* Excerpted passage:
□ □ □
President Trump at the White House on June 26. Photo: Drew Angerer/Getty Images

The injunction on a memoir about President Trump written by his niece was lifted on Wednesday by a judge in New York Supreme Court's Appellate Division, Second Department.

Driving the news: The judge ruled that publisher Simon & Schuster did not seem to be bound by the confidentiality agreement signed by Mary Trump, author, of the book "Too Much and Never Enough: How My Family Created the World’s Most Dangerous Man," which was due for release on July 28. However, Justice Alan Scheinkman upheld the restraining order against the president's niece.

What they're saying: "While Ms. Trump unquestionably possesses the same First Amendment expressive rights belonging to all Americans, she also possesses the right to enter into contracts, including the right to contract away her First Amendment rights,” the judge said.

  • "Unlike Ms. Trump, Simon & Schuster has not agreed to surrender or relinquish any of its First Amendment rights."

The big picture: The president's younger brother Robert Trump filed a lawsuit against their niece, who's the daughter of their deceased elder brother Fred Trump Jr., over the tell-all book.
□ □ □
* Data section:
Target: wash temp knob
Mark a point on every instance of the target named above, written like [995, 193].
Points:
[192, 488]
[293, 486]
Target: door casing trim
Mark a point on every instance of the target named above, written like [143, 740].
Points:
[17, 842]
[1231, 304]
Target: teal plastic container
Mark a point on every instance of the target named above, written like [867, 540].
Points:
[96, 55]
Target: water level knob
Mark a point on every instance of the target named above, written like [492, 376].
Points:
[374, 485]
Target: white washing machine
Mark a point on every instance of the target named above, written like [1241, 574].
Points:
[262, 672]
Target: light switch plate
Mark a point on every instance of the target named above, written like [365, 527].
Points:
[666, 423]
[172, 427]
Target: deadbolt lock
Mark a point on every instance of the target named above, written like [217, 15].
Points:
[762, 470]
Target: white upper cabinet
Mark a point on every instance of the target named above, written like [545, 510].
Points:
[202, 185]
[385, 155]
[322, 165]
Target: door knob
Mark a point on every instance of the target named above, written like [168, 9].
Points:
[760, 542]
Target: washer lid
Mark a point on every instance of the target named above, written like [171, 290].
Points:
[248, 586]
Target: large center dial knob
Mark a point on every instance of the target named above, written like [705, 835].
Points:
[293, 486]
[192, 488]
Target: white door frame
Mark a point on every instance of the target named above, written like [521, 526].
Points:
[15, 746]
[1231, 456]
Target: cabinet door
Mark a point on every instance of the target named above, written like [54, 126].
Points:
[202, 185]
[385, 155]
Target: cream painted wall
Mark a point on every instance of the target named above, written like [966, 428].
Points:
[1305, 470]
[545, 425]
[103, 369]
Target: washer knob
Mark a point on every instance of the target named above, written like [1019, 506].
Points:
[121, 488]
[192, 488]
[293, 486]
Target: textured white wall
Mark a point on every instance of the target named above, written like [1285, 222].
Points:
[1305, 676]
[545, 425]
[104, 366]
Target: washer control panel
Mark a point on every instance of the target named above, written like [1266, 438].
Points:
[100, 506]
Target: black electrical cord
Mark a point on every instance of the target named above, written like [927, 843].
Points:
□ □ □
* Requirements:
1. List each member of the Trump family named in the article about the ruling on Mary Trump's memoir.
2. Turn the paragraph that opens with "Driving the news:" in the article about the ruling on Mary Trump's memoir into a short bulleted list that keeps its main facts.
Use only the article about the ruling on Mary Trump's memoir.

* Answer set:
1.
- President Trump
- Mary Trump
- Robert Trump
- Fred Trump Jr.

2.
- The judge ruled that publisher Simon & Schuster did not appear to be bound by the confidentiality agreement Mary Trump signed.
- Her book, "Too Much and Never Enough: How My Family Created the World's Most Dangerous Man," was due out on July 28.
- Justice Alan Scheinkman still upheld the restraining order against Mary Trump.